» **Point-per-instance localization data**:
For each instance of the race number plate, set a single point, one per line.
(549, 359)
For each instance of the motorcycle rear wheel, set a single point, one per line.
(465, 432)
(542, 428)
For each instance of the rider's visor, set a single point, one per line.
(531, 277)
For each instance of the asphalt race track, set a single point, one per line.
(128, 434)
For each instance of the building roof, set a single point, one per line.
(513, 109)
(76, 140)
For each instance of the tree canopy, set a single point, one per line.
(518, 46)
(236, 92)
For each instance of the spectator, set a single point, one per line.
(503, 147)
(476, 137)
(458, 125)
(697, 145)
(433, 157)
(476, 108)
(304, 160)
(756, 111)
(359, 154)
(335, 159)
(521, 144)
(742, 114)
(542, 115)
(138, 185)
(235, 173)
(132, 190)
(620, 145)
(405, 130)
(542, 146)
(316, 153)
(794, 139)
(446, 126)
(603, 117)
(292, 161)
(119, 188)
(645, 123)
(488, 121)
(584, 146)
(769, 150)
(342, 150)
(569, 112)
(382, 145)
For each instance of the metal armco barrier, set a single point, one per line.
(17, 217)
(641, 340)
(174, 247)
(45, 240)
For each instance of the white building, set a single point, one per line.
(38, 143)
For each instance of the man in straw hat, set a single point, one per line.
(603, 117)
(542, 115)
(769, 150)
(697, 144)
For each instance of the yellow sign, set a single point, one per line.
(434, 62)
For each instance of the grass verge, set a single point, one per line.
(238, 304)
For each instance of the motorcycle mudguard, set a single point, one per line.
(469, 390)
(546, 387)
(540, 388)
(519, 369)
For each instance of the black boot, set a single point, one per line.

» **Exercise requirements**:
The reply should consist of all the records, repeated exactly.

» **Written solution**:
For each instance of the race number plate, set a single point, one per line.
(549, 359)
For each instance of the motorcycle rear wheel, set a single point, one per line.
(465, 432)
(542, 428)
For each instance of the rider's visor, set a single point, one per line.
(531, 277)
For each instance of the asphalt race track, set a single point, one per line.
(128, 434)
For each instance of the building roof, set a single point, one per line.
(513, 109)
(76, 140)
For each instance of the tree canopy, set a single point, one per line.
(518, 46)
(236, 92)
For each instance of the spectator, set a single point, one per line.
(503, 147)
(476, 137)
(458, 125)
(697, 145)
(433, 157)
(476, 108)
(304, 160)
(756, 111)
(359, 154)
(335, 159)
(521, 144)
(742, 114)
(542, 115)
(138, 185)
(235, 173)
(132, 190)
(620, 145)
(405, 130)
(542, 146)
(316, 153)
(794, 139)
(446, 126)
(603, 117)
(292, 161)
(119, 188)
(645, 123)
(488, 121)
(584, 146)
(769, 150)
(342, 150)
(569, 112)
(382, 145)
For each instance of the metal armco barrier, set a single point, one per line.
(17, 217)
(641, 340)
(174, 247)
(45, 240)
For each instance of the white building, set a single point, one per line.
(38, 143)
For each instance of the man in straw hat, set a single point, one per line.
(603, 117)
(542, 115)
(769, 150)
(697, 144)
For each instance of the yellow sign, set a single point, one per line.
(434, 62)
For each instance of the grass verge, set a single point, one per line.
(238, 304)
For each instance of the motorcycle mudguard, set a single point, one per line.
(469, 390)
(546, 387)
(540, 388)
(519, 369)
For each instance of the black boot, set a single point, one per line.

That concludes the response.